- PROBLEM REQUIREMENTS:
Show every line from the rows below that contains the word "window", copying each one in full.

Extracted records
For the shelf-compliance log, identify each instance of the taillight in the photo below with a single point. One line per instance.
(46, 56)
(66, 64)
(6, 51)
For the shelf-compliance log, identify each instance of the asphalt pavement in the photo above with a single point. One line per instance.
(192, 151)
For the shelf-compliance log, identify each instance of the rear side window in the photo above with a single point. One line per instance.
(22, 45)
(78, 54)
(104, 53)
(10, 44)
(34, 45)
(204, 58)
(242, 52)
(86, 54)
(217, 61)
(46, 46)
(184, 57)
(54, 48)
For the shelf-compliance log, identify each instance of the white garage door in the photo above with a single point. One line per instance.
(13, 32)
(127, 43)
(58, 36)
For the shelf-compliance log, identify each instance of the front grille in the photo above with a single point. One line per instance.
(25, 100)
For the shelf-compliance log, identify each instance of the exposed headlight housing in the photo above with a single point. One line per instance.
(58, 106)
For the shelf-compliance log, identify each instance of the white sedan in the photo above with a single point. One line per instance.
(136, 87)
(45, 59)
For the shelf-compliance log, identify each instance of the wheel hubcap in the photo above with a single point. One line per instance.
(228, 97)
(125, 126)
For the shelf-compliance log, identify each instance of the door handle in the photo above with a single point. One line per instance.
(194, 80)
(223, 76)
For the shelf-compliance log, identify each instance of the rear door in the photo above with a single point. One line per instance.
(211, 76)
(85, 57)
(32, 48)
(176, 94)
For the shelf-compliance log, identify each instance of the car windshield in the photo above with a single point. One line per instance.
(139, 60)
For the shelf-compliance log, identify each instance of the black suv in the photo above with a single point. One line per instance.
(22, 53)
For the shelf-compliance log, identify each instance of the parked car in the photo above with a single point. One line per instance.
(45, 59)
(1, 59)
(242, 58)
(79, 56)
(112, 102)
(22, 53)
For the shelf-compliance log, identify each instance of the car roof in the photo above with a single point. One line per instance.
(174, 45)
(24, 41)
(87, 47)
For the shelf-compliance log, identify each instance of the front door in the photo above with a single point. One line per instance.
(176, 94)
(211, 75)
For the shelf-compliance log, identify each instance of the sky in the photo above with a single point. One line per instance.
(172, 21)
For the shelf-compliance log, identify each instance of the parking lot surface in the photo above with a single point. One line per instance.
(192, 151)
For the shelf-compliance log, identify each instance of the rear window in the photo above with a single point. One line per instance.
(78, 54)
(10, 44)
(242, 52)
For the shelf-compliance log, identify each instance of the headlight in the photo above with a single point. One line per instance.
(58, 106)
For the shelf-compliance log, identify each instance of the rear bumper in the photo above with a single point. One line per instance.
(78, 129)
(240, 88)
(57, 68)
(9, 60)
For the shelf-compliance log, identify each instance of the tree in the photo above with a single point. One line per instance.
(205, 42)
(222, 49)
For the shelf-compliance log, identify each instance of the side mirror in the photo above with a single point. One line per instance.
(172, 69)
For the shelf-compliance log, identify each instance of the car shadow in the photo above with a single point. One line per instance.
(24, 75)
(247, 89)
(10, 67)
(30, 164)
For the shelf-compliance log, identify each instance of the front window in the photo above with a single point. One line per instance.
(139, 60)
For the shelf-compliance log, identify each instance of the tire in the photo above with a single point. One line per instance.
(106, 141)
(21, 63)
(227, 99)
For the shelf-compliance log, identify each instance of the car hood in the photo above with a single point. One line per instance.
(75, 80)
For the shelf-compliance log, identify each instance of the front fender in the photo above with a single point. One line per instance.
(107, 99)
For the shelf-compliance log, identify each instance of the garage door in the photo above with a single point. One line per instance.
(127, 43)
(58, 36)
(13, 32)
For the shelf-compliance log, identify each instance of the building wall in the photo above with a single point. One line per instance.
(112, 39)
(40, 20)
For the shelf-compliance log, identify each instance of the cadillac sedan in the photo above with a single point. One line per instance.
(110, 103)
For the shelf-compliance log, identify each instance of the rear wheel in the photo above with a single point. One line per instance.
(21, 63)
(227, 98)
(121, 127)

==

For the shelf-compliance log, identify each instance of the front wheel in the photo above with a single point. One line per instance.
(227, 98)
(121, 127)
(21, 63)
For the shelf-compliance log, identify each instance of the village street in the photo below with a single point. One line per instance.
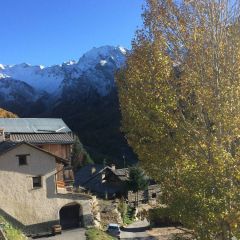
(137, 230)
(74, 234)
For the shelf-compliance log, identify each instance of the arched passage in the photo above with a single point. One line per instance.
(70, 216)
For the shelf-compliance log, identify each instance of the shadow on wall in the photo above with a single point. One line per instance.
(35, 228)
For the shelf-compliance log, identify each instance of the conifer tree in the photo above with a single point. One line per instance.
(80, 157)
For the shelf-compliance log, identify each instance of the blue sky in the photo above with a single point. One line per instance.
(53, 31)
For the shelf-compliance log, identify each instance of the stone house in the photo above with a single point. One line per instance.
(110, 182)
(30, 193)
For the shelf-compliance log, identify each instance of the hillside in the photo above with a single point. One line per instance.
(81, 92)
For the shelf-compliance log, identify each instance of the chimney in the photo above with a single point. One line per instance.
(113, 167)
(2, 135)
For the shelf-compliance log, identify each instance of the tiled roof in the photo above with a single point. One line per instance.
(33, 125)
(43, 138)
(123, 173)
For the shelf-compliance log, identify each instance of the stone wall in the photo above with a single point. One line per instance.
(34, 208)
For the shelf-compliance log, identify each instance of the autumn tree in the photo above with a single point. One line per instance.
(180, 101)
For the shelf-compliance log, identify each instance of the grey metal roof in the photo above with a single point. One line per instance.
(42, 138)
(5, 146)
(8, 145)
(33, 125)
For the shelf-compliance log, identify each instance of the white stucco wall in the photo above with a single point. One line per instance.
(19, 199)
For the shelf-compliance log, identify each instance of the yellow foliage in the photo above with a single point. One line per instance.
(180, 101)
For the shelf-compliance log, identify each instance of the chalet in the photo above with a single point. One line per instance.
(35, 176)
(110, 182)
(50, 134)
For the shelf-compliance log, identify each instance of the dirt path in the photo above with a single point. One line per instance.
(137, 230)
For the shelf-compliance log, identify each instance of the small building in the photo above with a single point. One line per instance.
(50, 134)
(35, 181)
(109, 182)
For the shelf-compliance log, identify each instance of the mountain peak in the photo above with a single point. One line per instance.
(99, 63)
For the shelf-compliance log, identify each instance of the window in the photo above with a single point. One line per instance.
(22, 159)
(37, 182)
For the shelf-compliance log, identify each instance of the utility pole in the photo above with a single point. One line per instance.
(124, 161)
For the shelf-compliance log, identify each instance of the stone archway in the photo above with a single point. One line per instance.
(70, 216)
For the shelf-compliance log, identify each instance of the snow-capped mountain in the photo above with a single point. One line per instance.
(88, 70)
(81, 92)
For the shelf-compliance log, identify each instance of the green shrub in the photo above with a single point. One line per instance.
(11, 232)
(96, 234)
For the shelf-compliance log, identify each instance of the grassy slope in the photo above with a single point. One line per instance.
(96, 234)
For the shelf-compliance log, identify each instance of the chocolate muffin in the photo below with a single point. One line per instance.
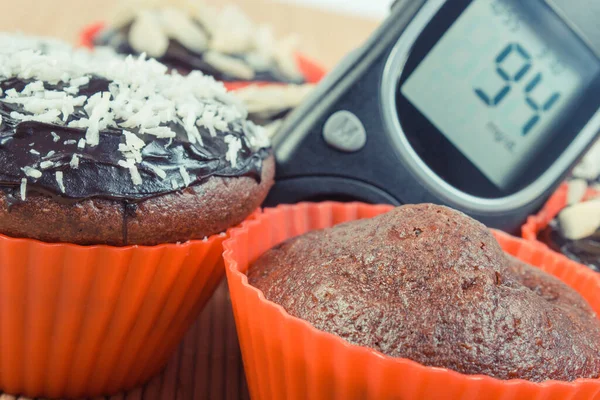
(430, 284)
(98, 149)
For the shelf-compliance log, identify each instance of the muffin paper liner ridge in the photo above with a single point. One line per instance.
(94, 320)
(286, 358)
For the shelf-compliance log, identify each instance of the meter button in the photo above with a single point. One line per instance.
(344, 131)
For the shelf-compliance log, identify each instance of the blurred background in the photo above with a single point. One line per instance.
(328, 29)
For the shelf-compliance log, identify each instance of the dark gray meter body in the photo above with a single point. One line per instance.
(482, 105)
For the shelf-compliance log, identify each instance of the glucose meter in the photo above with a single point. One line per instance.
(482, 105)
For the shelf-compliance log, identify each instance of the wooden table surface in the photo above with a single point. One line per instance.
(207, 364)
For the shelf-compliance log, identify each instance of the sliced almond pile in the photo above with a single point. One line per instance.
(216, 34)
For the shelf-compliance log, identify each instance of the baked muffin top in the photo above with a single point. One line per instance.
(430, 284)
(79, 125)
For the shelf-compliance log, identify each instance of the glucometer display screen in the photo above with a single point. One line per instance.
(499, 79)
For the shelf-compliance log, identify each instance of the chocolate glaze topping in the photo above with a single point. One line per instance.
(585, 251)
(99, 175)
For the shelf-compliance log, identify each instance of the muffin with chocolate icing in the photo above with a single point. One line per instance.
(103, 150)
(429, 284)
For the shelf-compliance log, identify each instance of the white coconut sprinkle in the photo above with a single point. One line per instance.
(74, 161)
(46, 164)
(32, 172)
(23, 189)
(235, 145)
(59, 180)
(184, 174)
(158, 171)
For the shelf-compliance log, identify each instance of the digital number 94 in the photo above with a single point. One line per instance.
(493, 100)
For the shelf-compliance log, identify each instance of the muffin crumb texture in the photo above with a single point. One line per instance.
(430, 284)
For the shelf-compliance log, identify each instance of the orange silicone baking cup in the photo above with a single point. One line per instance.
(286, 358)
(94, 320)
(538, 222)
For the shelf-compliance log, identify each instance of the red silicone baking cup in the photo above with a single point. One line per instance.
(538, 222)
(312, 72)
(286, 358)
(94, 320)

- COMPLETED EXERCISE:
For the shelf-compliance log, identify each instance of the rear side window in the photo above with a single point. One line per instance.
For the shelf-compliance log, identify each instance of the rear window in the photo above with a single point. One line per instance.
For the shelf-compliance log, identify each instance of the front window in the photo above with a single point. One line per instance.
For the shelf-compliance log, identify each instance of the window in the photo above with a single point. One line per instance.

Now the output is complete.